--- DIRECTIONS FOR THIS TASK ---
In the records, find every line with the word "building" and copy it out.

Point-per-instance localization data
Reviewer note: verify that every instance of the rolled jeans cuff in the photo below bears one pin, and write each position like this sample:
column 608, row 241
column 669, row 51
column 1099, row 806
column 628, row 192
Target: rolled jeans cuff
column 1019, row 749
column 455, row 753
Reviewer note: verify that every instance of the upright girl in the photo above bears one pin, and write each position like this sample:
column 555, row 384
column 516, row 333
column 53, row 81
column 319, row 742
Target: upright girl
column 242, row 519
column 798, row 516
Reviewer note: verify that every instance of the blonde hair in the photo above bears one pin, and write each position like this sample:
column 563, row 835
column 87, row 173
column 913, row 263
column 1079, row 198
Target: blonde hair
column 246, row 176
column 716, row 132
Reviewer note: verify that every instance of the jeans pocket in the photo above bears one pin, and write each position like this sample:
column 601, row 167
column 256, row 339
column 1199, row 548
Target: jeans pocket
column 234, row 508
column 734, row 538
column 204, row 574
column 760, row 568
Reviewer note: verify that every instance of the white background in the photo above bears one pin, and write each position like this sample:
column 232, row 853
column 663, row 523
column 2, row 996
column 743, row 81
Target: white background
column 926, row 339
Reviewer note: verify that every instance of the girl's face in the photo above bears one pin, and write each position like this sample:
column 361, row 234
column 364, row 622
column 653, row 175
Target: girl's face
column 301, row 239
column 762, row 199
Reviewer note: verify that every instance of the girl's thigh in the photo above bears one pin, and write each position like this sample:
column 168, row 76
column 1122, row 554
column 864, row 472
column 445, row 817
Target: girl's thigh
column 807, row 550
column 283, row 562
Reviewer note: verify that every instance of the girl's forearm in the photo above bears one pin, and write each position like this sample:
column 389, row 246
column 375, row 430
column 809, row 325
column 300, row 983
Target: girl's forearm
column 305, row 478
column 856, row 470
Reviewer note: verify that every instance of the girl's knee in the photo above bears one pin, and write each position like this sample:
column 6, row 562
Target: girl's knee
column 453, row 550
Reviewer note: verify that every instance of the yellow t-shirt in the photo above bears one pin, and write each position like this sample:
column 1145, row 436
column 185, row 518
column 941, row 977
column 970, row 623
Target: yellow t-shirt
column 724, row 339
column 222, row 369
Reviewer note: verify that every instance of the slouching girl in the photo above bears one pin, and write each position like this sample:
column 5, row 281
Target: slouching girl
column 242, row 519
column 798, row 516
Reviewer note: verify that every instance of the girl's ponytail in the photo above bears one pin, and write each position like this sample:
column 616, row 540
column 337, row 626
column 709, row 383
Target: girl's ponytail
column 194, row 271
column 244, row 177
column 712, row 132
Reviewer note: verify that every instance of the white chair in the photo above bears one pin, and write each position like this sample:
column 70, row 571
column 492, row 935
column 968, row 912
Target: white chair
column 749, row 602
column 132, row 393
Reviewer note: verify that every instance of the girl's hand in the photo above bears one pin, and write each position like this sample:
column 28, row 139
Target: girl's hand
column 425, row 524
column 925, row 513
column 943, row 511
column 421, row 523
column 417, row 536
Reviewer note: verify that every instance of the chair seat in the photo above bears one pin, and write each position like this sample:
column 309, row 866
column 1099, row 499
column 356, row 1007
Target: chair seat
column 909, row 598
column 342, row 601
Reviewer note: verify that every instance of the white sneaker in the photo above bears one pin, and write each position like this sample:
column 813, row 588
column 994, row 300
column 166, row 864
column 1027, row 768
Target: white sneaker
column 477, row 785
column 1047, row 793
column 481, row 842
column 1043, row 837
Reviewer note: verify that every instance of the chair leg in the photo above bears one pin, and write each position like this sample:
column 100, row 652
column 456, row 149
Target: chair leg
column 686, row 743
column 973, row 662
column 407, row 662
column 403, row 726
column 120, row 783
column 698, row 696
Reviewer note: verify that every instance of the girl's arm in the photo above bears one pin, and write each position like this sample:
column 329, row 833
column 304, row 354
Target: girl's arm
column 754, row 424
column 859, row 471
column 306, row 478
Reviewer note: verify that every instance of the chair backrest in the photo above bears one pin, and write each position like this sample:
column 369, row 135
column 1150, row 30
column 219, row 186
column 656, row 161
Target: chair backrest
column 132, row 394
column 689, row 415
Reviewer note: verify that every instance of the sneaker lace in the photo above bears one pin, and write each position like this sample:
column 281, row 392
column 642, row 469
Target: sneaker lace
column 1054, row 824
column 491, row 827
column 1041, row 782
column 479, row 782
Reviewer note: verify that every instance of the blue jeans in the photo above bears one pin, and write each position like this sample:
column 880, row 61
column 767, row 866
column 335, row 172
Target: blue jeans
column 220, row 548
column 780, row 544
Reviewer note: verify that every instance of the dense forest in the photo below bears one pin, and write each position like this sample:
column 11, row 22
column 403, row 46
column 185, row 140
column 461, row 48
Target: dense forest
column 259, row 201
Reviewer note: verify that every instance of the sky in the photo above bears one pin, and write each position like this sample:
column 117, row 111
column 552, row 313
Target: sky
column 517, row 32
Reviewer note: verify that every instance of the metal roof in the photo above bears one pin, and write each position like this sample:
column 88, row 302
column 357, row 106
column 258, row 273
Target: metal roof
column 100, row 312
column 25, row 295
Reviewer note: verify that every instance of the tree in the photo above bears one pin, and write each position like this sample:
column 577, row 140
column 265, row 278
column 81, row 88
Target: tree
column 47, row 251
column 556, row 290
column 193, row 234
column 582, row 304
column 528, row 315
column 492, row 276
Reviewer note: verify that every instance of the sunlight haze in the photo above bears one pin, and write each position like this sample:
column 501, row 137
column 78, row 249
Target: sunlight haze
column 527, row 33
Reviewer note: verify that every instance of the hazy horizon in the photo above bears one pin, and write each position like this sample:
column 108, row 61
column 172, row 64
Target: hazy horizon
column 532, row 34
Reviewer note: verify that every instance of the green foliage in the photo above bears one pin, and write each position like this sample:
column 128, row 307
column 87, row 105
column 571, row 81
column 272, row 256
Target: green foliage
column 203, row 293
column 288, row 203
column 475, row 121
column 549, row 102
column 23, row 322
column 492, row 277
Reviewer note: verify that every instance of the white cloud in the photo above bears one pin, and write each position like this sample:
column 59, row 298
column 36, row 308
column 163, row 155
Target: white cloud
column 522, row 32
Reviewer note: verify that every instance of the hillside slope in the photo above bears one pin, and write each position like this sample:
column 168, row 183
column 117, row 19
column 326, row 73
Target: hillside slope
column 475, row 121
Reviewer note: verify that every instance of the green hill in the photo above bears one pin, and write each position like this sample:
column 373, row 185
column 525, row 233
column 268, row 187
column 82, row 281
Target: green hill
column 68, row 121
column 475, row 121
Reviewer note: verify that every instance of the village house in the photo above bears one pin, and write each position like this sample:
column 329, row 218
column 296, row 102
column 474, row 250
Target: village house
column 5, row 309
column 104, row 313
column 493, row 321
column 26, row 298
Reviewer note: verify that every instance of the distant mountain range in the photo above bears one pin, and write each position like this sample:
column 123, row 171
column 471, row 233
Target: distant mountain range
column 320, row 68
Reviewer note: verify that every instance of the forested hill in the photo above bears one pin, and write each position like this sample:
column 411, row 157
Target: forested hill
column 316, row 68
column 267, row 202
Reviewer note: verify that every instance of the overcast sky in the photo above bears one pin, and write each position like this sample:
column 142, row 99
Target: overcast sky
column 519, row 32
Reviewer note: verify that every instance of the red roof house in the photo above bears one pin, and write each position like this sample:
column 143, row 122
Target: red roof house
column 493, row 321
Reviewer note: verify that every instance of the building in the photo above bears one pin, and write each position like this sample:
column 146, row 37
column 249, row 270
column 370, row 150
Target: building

--- RESULT OF THE TASK ---
Reviewer note: verify that every instance of the building in the photo above bears one pin, and write each position like this sample:
Target: building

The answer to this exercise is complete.